Direction -
Give every line of the records below as a JSON list of strings, one string per line, with blank lines and the pictures left out.

* BEGIN Given records *

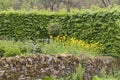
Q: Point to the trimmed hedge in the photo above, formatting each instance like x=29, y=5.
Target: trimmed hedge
x=93, y=25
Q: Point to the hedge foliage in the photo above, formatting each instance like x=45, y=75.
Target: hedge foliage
x=93, y=25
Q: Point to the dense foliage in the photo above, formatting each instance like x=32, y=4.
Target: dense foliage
x=93, y=25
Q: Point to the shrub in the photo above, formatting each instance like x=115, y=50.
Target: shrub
x=91, y=25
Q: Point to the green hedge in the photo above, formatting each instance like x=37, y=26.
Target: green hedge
x=93, y=25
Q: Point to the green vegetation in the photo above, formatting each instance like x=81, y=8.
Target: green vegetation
x=93, y=25
x=56, y=45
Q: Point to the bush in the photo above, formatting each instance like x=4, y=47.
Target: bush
x=91, y=25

* END Given records *

Output of the exercise -
[
  "Q: Point to the trimmed hedge in the photo above, formatting each instance like x=29, y=5.",
  "Target: trimmed hedge",
  "x=93, y=25",
  "Q: Point to the hedge foliage in the photo above, formatting each instance like x=45, y=75.",
  "Target: hedge foliage",
  "x=93, y=25",
  "Q: Point to the dense foliage in the photo above, formatting each instance like x=32, y=4.",
  "Target: dense foliage",
  "x=93, y=25",
  "Q: Point to the shrub in the photo above, formatting each instance like x=115, y=50.",
  "Target: shrub",
  "x=91, y=25",
  "Q: Point to the green hedge in the photo above, formatting each instance like x=37, y=26.",
  "Target: green hedge",
  "x=93, y=25",
  "Q: Point to the green vegetation in the photo above, formatting each instance like x=81, y=8.",
  "Target: green vegetation",
  "x=93, y=25",
  "x=56, y=45",
  "Q: Point to the bush in the photo above, formatting each instance like x=4, y=47.",
  "Target: bush",
  "x=91, y=25"
]